• _TASK BRIEF_:
Write out all of the lines below, exactly and completely.

------------

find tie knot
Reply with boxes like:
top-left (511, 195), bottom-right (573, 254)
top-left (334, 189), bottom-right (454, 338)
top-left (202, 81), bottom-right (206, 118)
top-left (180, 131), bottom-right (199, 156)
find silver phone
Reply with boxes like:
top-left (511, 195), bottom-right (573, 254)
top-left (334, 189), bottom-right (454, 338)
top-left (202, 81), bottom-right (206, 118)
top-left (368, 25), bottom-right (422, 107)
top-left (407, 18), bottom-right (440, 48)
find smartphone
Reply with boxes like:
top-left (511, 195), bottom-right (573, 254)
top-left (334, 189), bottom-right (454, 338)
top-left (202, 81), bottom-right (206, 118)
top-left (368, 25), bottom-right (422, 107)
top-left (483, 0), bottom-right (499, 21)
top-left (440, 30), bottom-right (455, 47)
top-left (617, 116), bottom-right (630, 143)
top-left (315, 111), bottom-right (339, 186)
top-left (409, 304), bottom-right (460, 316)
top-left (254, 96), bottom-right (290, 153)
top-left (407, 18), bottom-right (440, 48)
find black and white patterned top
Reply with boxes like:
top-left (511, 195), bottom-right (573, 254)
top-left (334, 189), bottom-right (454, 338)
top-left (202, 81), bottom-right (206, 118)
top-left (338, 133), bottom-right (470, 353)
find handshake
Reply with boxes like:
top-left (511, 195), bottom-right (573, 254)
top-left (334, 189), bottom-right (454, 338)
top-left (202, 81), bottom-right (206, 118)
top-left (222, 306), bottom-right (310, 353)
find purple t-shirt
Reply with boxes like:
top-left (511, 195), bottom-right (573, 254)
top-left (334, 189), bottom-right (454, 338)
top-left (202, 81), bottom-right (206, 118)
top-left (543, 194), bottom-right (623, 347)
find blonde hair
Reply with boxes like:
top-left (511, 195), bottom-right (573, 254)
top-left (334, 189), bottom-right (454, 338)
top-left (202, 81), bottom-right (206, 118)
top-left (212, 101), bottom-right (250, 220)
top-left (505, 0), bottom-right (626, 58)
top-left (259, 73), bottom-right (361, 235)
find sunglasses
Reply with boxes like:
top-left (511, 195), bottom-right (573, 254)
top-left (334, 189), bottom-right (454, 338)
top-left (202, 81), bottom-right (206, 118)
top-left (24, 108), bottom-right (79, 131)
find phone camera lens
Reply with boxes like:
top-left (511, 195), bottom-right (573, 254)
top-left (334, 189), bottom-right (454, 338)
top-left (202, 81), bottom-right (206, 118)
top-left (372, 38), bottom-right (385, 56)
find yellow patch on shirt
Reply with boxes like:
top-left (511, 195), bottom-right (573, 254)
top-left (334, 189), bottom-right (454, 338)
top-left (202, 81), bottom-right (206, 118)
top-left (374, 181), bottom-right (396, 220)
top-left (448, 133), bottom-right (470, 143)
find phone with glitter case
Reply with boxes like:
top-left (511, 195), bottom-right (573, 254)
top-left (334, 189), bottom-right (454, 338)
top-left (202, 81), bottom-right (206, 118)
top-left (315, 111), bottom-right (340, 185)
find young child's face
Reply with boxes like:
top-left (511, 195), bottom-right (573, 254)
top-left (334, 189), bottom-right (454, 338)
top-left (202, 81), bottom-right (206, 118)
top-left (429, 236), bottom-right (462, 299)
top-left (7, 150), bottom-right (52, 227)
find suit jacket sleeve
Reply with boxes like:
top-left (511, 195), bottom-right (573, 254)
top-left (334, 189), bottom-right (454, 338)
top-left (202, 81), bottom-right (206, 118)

------------

• _EXPECTED ANSWER_:
find tie knot
Reply with boxes like:
top-left (511, 195), bottom-right (573, 254)
top-left (334, 189), bottom-right (454, 338)
top-left (202, 81), bottom-right (206, 118)
top-left (180, 131), bottom-right (199, 156)
find silver phone
Reply with boxes like:
top-left (511, 195), bottom-right (573, 254)
top-left (334, 189), bottom-right (454, 338)
top-left (202, 81), bottom-right (206, 118)
top-left (368, 25), bottom-right (422, 107)
top-left (407, 18), bottom-right (440, 48)
find smartphone
Reply with boxes like:
top-left (511, 195), bottom-right (573, 254)
top-left (334, 189), bottom-right (454, 338)
top-left (202, 81), bottom-right (206, 118)
top-left (368, 25), bottom-right (422, 107)
top-left (483, 0), bottom-right (499, 21)
top-left (440, 30), bottom-right (455, 47)
top-left (617, 116), bottom-right (630, 143)
top-left (315, 111), bottom-right (339, 186)
top-left (409, 304), bottom-right (460, 316)
top-left (254, 96), bottom-right (290, 153)
top-left (407, 18), bottom-right (440, 48)
find black and white patterned top
Reply with boxes like:
top-left (511, 195), bottom-right (573, 254)
top-left (334, 189), bottom-right (454, 338)
top-left (202, 81), bottom-right (206, 118)
top-left (338, 133), bottom-right (470, 353)
find handshake
Reply with boxes like:
top-left (511, 195), bottom-right (573, 254)
top-left (334, 189), bottom-right (454, 338)
top-left (202, 81), bottom-right (206, 118)
top-left (222, 306), bottom-right (310, 353)
find purple t-shirt
Reply with boxes like:
top-left (511, 195), bottom-right (573, 254)
top-left (334, 189), bottom-right (454, 338)
top-left (202, 81), bottom-right (206, 118)
top-left (543, 194), bottom-right (623, 347)
find blonde hair
Reply with boxes like:
top-left (511, 195), bottom-right (573, 254)
top-left (334, 189), bottom-right (454, 338)
top-left (202, 81), bottom-right (206, 118)
top-left (212, 101), bottom-right (250, 220)
top-left (505, 0), bottom-right (626, 58)
top-left (259, 73), bottom-right (361, 235)
find sunglasses
Reply with boxes like:
top-left (511, 195), bottom-right (573, 254)
top-left (334, 189), bottom-right (454, 338)
top-left (202, 81), bottom-right (206, 118)
top-left (24, 108), bottom-right (79, 131)
find phone camera lens
Reply with boxes like:
top-left (511, 195), bottom-right (573, 254)
top-left (334, 189), bottom-right (454, 338)
top-left (202, 81), bottom-right (206, 118)
top-left (372, 38), bottom-right (385, 56)
find yellow patch on shirt
Reply with boxes like:
top-left (511, 195), bottom-right (573, 254)
top-left (334, 189), bottom-right (454, 338)
top-left (202, 81), bottom-right (206, 118)
top-left (374, 181), bottom-right (396, 220)
top-left (448, 133), bottom-right (470, 143)
find phone with glitter case
Reply with boxes like:
top-left (511, 195), bottom-right (573, 254)
top-left (334, 189), bottom-right (454, 338)
top-left (202, 81), bottom-right (206, 118)
top-left (315, 111), bottom-right (340, 185)
find young child's face
Reply with boxes like:
top-left (511, 195), bottom-right (573, 254)
top-left (334, 189), bottom-right (454, 338)
top-left (202, 81), bottom-right (206, 118)
top-left (429, 236), bottom-right (462, 299)
top-left (7, 150), bottom-right (52, 227)
find suit jacket sleeve
Reply with boxes like:
top-left (511, 195), bottom-right (573, 254)
top-left (334, 189), bottom-right (454, 338)
top-left (202, 81), bottom-right (206, 118)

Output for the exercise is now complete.